- WORK ORDER:
All of the entries below should be returned verbatim, apart from the pictures.
--- DATA PROVIDED ---
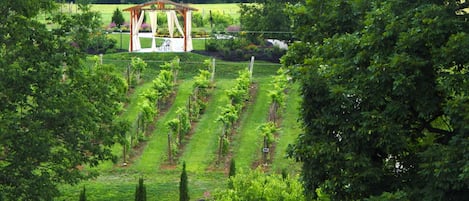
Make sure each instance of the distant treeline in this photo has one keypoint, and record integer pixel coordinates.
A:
(143, 1)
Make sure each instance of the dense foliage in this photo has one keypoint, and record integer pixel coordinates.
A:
(385, 99)
(256, 185)
(55, 115)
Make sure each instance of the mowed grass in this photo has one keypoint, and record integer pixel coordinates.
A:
(290, 129)
(156, 150)
(201, 150)
(118, 183)
(247, 145)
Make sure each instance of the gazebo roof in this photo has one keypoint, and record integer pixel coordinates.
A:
(161, 5)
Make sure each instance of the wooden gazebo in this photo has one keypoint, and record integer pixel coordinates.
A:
(136, 18)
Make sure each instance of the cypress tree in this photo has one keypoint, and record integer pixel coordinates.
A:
(140, 191)
(82, 194)
(232, 171)
(183, 188)
(231, 174)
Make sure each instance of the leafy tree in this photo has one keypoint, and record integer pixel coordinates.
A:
(140, 191)
(56, 115)
(183, 185)
(256, 185)
(117, 17)
(385, 101)
(264, 17)
(83, 194)
(84, 29)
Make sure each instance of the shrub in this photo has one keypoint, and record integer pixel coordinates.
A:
(140, 191)
(99, 43)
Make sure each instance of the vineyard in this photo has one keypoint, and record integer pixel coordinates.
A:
(204, 112)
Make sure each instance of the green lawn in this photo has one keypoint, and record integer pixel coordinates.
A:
(118, 183)
(201, 151)
(248, 141)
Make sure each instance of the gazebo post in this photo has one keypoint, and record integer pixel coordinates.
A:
(135, 11)
(131, 44)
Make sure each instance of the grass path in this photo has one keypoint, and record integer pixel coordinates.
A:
(248, 141)
(156, 149)
(290, 129)
(201, 150)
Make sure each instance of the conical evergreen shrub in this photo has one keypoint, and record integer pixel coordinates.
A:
(140, 191)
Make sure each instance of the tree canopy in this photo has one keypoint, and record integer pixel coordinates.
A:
(385, 98)
(55, 115)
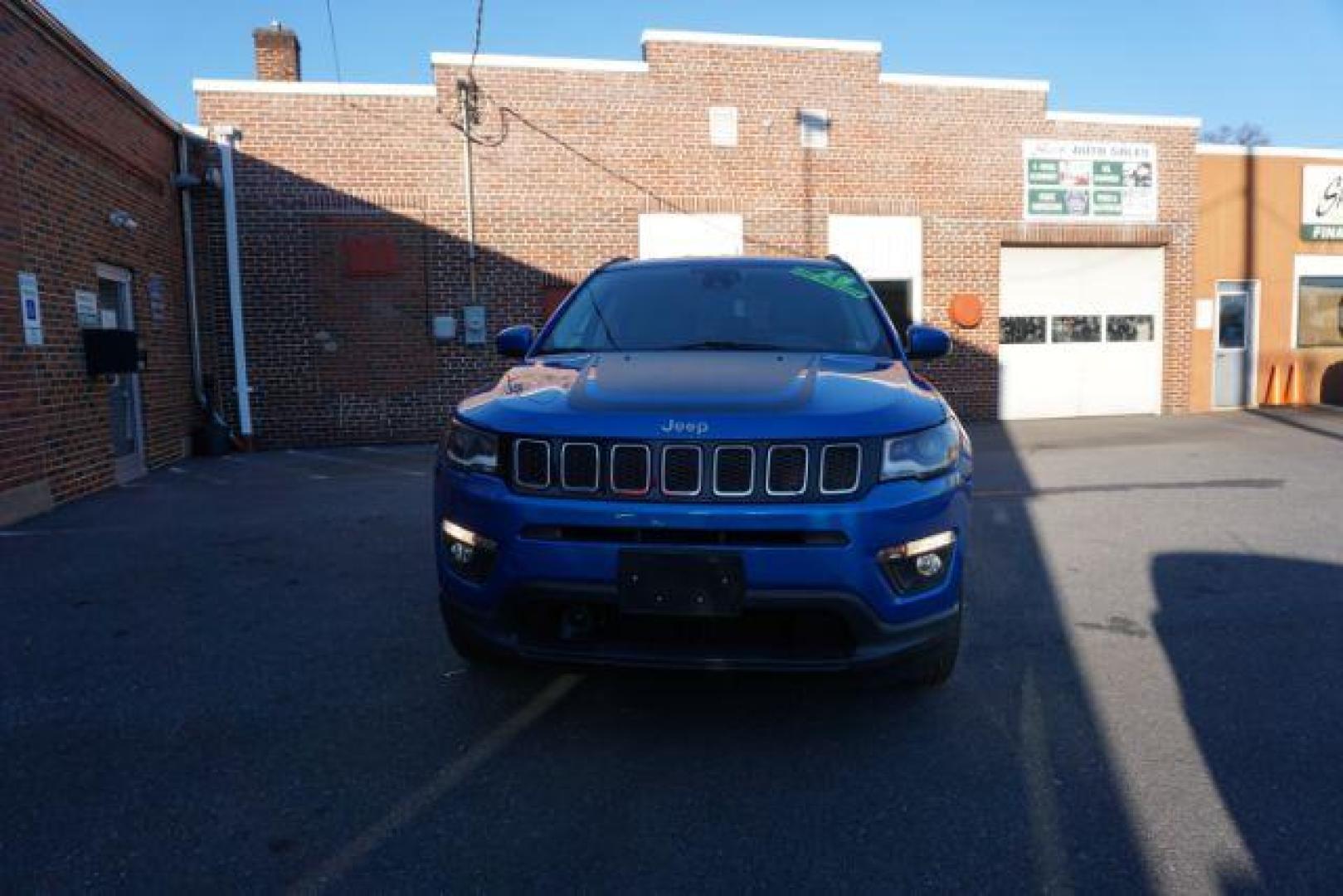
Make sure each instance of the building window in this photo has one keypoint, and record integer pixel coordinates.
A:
(814, 128)
(723, 125)
(1319, 312)
(1130, 328)
(1022, 331)
(1083, 328)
---
- ANSWER TO THIS TASK:
Make sure each instance of the distant treeline in this photo has one keypoint, and record integer pixel coordinates.
A:
(143, 1)
Make sure each instance of the dense foliage in this photo has one keypoint, and record integer pixel coordinates.
A:
(385, 99)
(256, 185)
(55, 115)
Make sure each instance of the mowed grass in this photo has one keypoint, and record integer pixel coordinates.
A:
(290, 129)
(156, 150)
(201, 150)
(118, 183)
(247, 145)
Make sure each instance of the gazebo roof in this photo has one keypoint, and record integer pixel coordinates.
A:
(161, 5)
Make sure each instance of the wooden gazebo in this photo has one keypoint, and record integer pixel coordinates.
A:
(136, 18)
Make sure each instance of the cypress tree in this photo has one keypoint, and record integer pixel coordinates.
A:
(140, 191)
(82, 194)
(232, 171)
(183, 188)
(231, 174)
Make sure each instance of the leafy tree in this photo has one keypoint, and record integer pixel coordinates.
A:
(140, 191)
(56, 115)
(183, 185)
(256, 185)
(117, 17)
(385, 101)
(264, 17)
(83, 194)
(84, 29)
Make sure each instance of the shrub in this photo has one keypoint, and record integer pixel coordinates.
A:
(140, 191)
(99, 43)
Make sure each instance of the vineyard in this photo has one keypoint, and record integer pixel coordinates.
A:
(204, 112)
Make sure each instance of the green lawn in this photo has one keypoint, and record integer pixel coordinates.
A:
(118, 183)
(201, 151)
(248, 141)
Make sure each instance of the gazebo post in this photo has one keypoint, and record integer pixel coordinates.
A:
(135, 11)
(131, 44)
Make sure each instance of the grass path in this photo has one keypoint, and record integer pixel coordinates.
A:
(248, 141)
(156, 149)
(290, 129)
(201, 150)
Make sure each instance of the conical evergreen shrub in this photo has one keypoint, and record integer pixel coordinates.
A:
(140, 191)
Make sure each instance of the tree canopy in this photo has one keypoint, and record integer pixel coordinates.
A:
(385, 98)
(55, 115)
Make sure each instance of the building window in this photo has one keypoint, and record integer pixel coordinates.
A:
(814, 128)
(723, 125)
(1319, 312)
(1130, 328)
(1022, 331)
(1083, 328)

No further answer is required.